About this task: Write out the data again in full, keeping every character the same.

Provided entries:
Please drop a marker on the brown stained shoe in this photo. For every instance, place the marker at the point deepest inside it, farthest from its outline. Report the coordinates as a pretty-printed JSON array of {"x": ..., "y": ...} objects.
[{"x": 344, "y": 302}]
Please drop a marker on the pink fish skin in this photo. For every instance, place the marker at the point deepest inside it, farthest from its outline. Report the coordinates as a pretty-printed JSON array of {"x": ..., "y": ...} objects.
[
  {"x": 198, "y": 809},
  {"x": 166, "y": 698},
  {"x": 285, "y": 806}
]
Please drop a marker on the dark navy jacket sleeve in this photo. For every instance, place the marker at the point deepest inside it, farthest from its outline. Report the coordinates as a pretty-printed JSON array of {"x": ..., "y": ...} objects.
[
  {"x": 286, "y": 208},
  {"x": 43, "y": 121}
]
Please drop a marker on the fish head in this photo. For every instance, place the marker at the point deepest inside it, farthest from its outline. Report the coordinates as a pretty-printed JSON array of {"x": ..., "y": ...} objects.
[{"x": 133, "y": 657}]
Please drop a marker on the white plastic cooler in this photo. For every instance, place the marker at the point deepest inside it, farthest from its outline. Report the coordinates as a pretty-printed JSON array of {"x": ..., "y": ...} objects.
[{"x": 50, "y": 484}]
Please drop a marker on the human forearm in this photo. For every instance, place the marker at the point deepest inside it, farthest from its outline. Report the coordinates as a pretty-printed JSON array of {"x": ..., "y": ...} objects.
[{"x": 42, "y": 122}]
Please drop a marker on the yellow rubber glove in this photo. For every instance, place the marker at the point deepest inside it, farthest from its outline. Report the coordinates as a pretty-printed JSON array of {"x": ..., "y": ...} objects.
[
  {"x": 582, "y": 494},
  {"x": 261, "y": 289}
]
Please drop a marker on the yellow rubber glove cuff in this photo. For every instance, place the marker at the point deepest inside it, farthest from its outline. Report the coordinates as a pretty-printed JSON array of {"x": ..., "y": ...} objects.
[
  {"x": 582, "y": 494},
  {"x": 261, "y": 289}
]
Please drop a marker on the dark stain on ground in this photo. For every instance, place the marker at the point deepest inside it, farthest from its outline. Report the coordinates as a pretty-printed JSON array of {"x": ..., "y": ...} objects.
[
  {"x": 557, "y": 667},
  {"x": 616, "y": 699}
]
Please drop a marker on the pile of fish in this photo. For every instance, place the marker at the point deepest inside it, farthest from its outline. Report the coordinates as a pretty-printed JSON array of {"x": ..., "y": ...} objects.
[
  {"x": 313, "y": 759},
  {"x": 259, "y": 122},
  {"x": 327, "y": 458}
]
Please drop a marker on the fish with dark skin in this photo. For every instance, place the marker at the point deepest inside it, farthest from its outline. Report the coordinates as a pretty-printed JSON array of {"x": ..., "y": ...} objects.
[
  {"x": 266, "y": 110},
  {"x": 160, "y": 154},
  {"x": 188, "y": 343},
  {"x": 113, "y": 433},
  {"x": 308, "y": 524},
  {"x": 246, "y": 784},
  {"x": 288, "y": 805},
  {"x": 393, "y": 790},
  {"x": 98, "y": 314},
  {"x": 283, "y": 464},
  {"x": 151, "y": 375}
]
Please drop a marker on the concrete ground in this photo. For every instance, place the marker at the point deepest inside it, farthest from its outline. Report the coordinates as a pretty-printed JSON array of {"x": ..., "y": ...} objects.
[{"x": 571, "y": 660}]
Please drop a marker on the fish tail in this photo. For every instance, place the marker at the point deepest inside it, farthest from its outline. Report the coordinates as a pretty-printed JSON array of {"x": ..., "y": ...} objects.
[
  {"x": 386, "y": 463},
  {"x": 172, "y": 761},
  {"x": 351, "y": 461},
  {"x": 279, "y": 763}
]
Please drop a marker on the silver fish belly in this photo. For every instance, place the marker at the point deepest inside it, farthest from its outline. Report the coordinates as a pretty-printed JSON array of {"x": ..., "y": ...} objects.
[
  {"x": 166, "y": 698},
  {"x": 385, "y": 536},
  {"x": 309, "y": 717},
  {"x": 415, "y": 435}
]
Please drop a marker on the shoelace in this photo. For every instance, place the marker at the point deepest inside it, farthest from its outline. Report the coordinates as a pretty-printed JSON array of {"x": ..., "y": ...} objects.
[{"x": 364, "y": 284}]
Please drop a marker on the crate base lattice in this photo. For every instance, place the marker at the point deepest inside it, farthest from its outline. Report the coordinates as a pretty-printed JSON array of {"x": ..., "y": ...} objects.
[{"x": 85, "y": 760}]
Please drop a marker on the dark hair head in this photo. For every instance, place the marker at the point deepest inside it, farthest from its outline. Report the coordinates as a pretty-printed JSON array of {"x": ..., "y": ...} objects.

Completed task:
Please drop a marker on the brown stained shoe in this photo. For every instance, place the marker at the point deepest inside it, farthest from its outline. Report the coordinates as a pretty-printed JSON array of {"x": ..., "y": ...} objects.
[{"x": 344, "y": 302}]
Please drop a marker on the pink fish skin in this photo. For every instance, place the marker at the point deepest inside it, farthest from its outline. Report the coordinates as a pretty-printed JSON array of {"x": ..., "y": ...} objects.
[
  {"x": 198, "y": 809},
  {"x": 166, "y": 698},
  {"x": 285, "y": 806}
]
Please drop a marker on the dark navy jacket sleeve in this photo. For every instance, place the marker at the point deepest inside it, farthest from its outline. Report the coordinates as a pretty-printed JSON array of {"x": ..., "y": ...} objects.
[
  {"x": 286, "y": 208},
  {"x": 43, "y": 121}
]
Please drop a marker on the fish head in this photo. For every instance, place the marker at the point deepest inside it, farthest from its outline. Report the coordinates as a pretty-printed JSON array of {"x": ..., "y": ...} objects.
[{"x": 133, "y": 657}]
Please drop a marker on the white plastic cooler in this photo. For every instance, place the marker at the point deepest inside it, farthest from its outline. Report the coordinates as a pretty-printed JSON array of {"x": ..., "y": ...} objects.
[{"x": 50, "y": 484}]
Please drop a marker on the human forearm in this photo. For every instance, place the marker at the point deepest inside it, farthest from its outline. Report the coordinates as a pretty-printed JSON array of {"x": ..., "y": ...} objects.
[{"x": 42, "y": 122}]
Please drop a marker on the yellow rubber glove in this photo. For every instance, place the marker at the point deepest inside it, farthest from its outline. Report the coordinates as a pretty-printed JSON array of {"x": ..., "y": ...} objects.
[
  {"x": 582, "y": 494},
  {"x": 261, "y": 289}
]
Please drop a marker on the yellow rubber glove cuff in this photo. For every instance, place the marker at the point deepest inside it, farthest from its outline. Report the coordinates as a pretty-printed JSON array of {"x": ..., "y": ...} objects.
[
  {"x": 582, "y": 494},
  {"x": 261, "y": 289}
]
Please drop a marker on the dark stain on ground in this photo. For every instance, place the marker at the point deepest inside it, farthest from its outline. Report the coordinates as a pretty-printed JSON array of {"x": ..., "y": ...} objects.
[
  {"x": 557, "y": 667},
  {"x": 616, "y": 699}
]
Please drop a marker on the pile of fish in this photo. For every instance, place the marker at the point deepest inside it, farthest from its outline. Report the coordinates as a pretty-printed JSON array of {"x": ..., "y": ...} objects.
[
  {"x": 313, "y": 759},
  {"x": 259, "y": 122},
  {"x": 327, "y": 458}
]
Please drop a marker on the fish with dark skin in this photo. For every instance, place the marker at the point deepest inside it, farthest from its outline. Report the coordinates as a pretty-printed JSON array of {"x": ..., "y": ...} objects.
[
  {"x": 266, "y": 110},
  {"x": 160, "y": 154},
  {"x": 188, "y": 343},
  {"x": 113, "y": 433},
  {"x": 308, "y": 524},
  {"x": 246, "y": 784},
  {"x": 288, "y": 805},
  {"x": 393, "y": 790},
  {"x": 98, "y": 314},
  {"x": 283, "y": 464},
  {"x": 151, "y": 375}
]
Please drop a marker on the concrete ground in this photo. For every instance, place the marker at the point deepest inside it, farthest from its outline. Report the coordinates as a pretty-printed JSON array of {"x": ..., "y": ...} objects.
[{"x": 571, "y": 660}]
Please drop a marker on the fish tail in this photo. For every instance, place the marker at the point deepest inside it, farthest from its outline. Report the coordinates as a pretty-printed JSON array of {"x": ..., "y": ...} objects.
[
  {"x": 386, "y": 463},
  {"x": 172, "y": 761},
  {"x": 351, "y": 461},
  {"x": 279, "y": 763}
]
Please drop a marker on the silver fish belly in this photo. For every instance, place the marker at the point deepest inside it, farthest from its outline. Report the coordinates as a pretty-printed JSON array of {"x": ..., "y": ...} objects.
[
  {"x": 166, "y": 698},
  {"x": 385, "y": 536},
  {"x": 309, "y": 717},
  {"x": 415, "y": 435}
]
Please drop a marker on the shoelace in this photo. For every instance, place the marker at the point deepest inside it, farthest from its outline. Report the coordinates as a pretty-printed JSON array of {"x": ..., "y": ...} objects.
[{"x": 364, "y": 284}]
Please drop a marker on the crate base lattice in this photo. For every instance, place the marker at the point deepest inside it, farthest from its outline. Report the coordinates as a pretty-printed JSON array of {"x": ..., "y": ...} objects.
[{"x": 85, "y": 760}]
Please drop a marker on the dark hair head in this photo. For every instance, place the marker at the point deepest inside it, farthest from its outline. Report the coordinates as a pretty-printed JSON array of {"x": ..., "y": ...} objects.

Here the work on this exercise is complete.